▶ **Texto de leitura**:
No apagar das luzes do governo Michel Temer foi
sancionado o Rota 2030. O programa, que estava em negociação por mais de 20
meses, promete um direcionamento para a política industrial do setor automotivo
pelos próximos 15 anos. Na prática, trata-se de um conjunto de incentivos para
o setor que historicamente já é bastante beneficiado. Nos últimos 10 anos, já
foram mais de R$ 20 bilhões. Apenas em 2019, já incluindo o programa, são
previstos em torno de R$ 7,2 bilhões de incentivo para o setor. Recursos que
poderiam muito bem ser aplicados em outras áreas.
O governo coloca algumas exigências: as montadoras
devem investir em pesquisa e desenvolvimento no Brasil, para melhorar a
eficiência energética de seus veículos até 2022; estimular o desenvolvimento de
manufatura avançada, conectividade, big data, veículos híbridos e várias outras
tecnologias. Além disso, se a redução no consumo de combustíveis e emissões em
cinco anos for maior que 11%, haverá benefícios adicionais - há mais metas para
os anos seguintes.

▶ **Dados brutos**:
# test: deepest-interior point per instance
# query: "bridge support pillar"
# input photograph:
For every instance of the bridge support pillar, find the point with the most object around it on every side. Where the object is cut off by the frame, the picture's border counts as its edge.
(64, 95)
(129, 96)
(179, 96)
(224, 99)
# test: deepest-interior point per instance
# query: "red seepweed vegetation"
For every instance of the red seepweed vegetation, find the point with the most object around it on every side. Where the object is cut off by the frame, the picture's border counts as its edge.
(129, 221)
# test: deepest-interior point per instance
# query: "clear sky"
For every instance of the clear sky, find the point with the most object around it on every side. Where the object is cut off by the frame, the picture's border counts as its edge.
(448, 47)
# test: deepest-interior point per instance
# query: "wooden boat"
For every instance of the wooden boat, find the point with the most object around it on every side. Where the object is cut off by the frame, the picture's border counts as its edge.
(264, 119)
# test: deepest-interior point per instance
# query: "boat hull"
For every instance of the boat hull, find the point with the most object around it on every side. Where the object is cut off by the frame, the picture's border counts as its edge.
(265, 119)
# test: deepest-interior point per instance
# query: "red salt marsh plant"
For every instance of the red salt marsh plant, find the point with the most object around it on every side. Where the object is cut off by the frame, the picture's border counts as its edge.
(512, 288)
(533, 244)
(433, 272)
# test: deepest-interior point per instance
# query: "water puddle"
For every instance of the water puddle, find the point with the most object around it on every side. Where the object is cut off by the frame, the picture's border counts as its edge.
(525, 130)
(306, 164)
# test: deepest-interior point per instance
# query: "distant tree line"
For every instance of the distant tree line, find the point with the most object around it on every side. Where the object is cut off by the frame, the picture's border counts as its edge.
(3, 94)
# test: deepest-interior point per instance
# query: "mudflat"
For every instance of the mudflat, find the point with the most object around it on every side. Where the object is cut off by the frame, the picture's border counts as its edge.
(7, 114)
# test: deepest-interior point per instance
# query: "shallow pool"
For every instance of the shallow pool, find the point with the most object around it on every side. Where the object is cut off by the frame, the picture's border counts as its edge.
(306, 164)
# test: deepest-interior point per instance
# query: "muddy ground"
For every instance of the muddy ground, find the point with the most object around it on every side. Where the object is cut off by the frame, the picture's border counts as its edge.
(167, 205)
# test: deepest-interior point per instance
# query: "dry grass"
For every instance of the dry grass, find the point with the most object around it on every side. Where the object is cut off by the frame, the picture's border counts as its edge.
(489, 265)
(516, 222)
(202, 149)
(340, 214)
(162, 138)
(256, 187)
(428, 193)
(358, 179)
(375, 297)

▶ **O problema**: Retome, por favor, o texto sobre o programa Rota 2030 e dê continuidade a ele a partir da última frase. As entradas não são necessárias aqui.

▶ **Resultado**:
Investir em pesquisa e desenvolvimento ou em
benesses tecnológicas não deveria ser responsabilidade do governo, e sim,
interesse da própria montadora. Cada real investido em pesquisa retorna na
forma de melhoria do produto e lucro para a montadora. Assim sendo, qual a
razão de investimentos do governo federal e de impostos do Brasil em pesquisa e
desenvolvimento de montadoras? Por acaso, as mesmas doarão seus lucros para o
país?
Considera-se, mais ainda, que essas mesmas
montadoras são multinacionais e, costumeiramente, não fazem pesquisas no
Brasil, e sim, em seus países de origem, como Estados Unidos, França, Alemanha,
Suécia e Japão. No Brasil, o projeto de um novo veículo muitas vezes vem
completamente pronto ou apenas para ser adaptado à legislação. Isso implica no
óbvio: dificilmente essas montadoras farão, de fato, pesquisa real, efetiva e
relevante no país destino que a está financiando – o Brasil.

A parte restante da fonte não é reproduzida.